▶ _DIRECTION A_:
Answer these about the text on unival trees, one answer per line, marked the same way:
(i) What does "unival" stand for?
(ii) How many unival subtrees does the example tree have?
(iii) What does the helper function return when the current node is null?
▶ _DIRECTION B_:
Can you carry on the text on unival trees from its last line?

---- TEXT TO READ

A unival tree (which stands for "universal value") is a tree where all nodes under it have the same value.
Given the root to a binary tree, count the number of unival subtrees.
For example, the following tree has 5 unival subtrees:
0
/ \
1 0
/ \
1 0
/ \
1 1function Node(val) {
return {
val,
left: null,
right: null
};
}
const root = Node(0);
root.left = Node(1);
root.right = Node(0);
root.right.left = Node(1);
root.right.right = Node(0);
root.right.left.left = Node(1);
root.right.left.right = Node(1);
function count_unival(root) {
function helper(root) {
let total_count = 0;
let is_unival = true;
// Base case 1: if current node is null, then return
if (root == null) {
return [0, true];
}
// Base case 2: if current node is not null, but its children node
// are null, then count this node as usb-unvial tree
if (root.left === null && root.right === null) {
return [1, true];
}
// Base case 1 & Base case 2 can keep just one, it should still works
// Do the Recursion
let [left_count, is_left_unival] = helper(root.left);
let [right_count, is_right_unival] = helper(root.right);
// we need to consider whether the whole tree
// root + left tree + right tree are unvial
// the way to do it just compare root with its left and right node
// whether they are the same if both left tree and right tree are
// unival tree.

--------
---- SUPPLIED MATERIAL

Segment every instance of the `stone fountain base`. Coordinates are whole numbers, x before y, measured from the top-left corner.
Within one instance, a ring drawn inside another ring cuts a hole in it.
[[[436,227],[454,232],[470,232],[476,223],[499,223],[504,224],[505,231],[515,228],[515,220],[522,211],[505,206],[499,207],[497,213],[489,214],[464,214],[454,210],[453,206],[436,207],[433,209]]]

--------

▶ _EXPECTED OUTPUT A_:
(i) Universal value
(ii) 5
(iii) [0, true]

▶ _EXPECTED OUTPUT B_:
if (!is_left_unival || !is_right_unival) {
is_unival = false;
}
if (root.left !== null && root.val !== root.left.val) {
is_unival = false;
}
if (root.right !== null && root.val !== root.right.val) {
is_unival = false;
}
// If the whole tree are unival tree, then the final result
// should + 1
if (is_unival) {
return [left_count + right_count + 1, is_unival];
} else {
return [left_count + right_count, is_unival];
}
}
const [total_count, is_unival] = helper(root);
return [total_count, is_unival];
}
const res = count_unival(root);
console.log(
`Whole tree is${
res[1] ? "" : "n't"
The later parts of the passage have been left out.